=== EXTRACTED DATA ===
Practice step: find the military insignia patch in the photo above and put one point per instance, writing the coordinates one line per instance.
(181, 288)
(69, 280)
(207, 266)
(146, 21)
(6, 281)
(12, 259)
===
PROMPT
Count the lines in the entries above that contain the word "Practice", and give only that number.

FINAL RESULT
1